TEXT SECTION >>

******************************

The Supreme Court's Registrar says that "no significant backlog" was allowed to develop in the court during 2021, despite the impact of COVID-19 restrictions.
John Mahon's comments came in the court's annual report for 2021, published today (20 December).
Writing in the report, Chief Justice Donal O'Donnell (pictured) said that, while physical hearings resumed in October 2021, the shift towards deploying and embracing technology continued.
"The continued conducting of case-management hearings remotely contributed to the efficient and effective use of court time, and the court's judgments were delivered electronically throughout the legal year," he wrote.
A revised practice direction (SC 19) incorporated these new practices, and also set an indicative timeline of 13 to 16 weeks from the grant of leave to appeal to the hearing of an appeal.
During 2021, the average waiting time from the filing of complete documents linked to an application for leave to appeal to the Supreme Court's determination on the application was 5.5 weeks.
The average length of time from the grant of leave to appeal, to the listing of an appeal, ranged from 14.5 weeks to 17 weeks in the four quarters of 2021.

******************************

DATA RECORDS >>
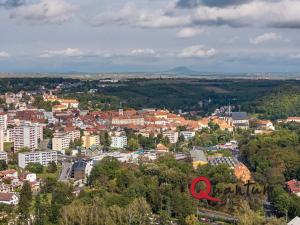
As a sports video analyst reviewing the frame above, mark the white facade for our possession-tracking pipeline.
[0,193,19,205]
[0,151,8,162]
[0,128,4,152]
[18,151,57,169]
[110,136,127,148]
[0,113,7,130]
[180,131,196,140]
[24,173,36,183]
[52,132,71,151]
[163,131,179,144]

******************************

EXERCISE DIRECTIONS >> According to the article on the Supreme Court's annual report, why did the Chief Justice view the continued remote conduct of case-management hearings favorably? Answer in one to three sentences. Answer using only the article on the Supreme Court's annual report.

WRITTEN RESPONSE >> He wrote that continuing to hold case-management hearings remotely contributed to the efficient and effective use of court time.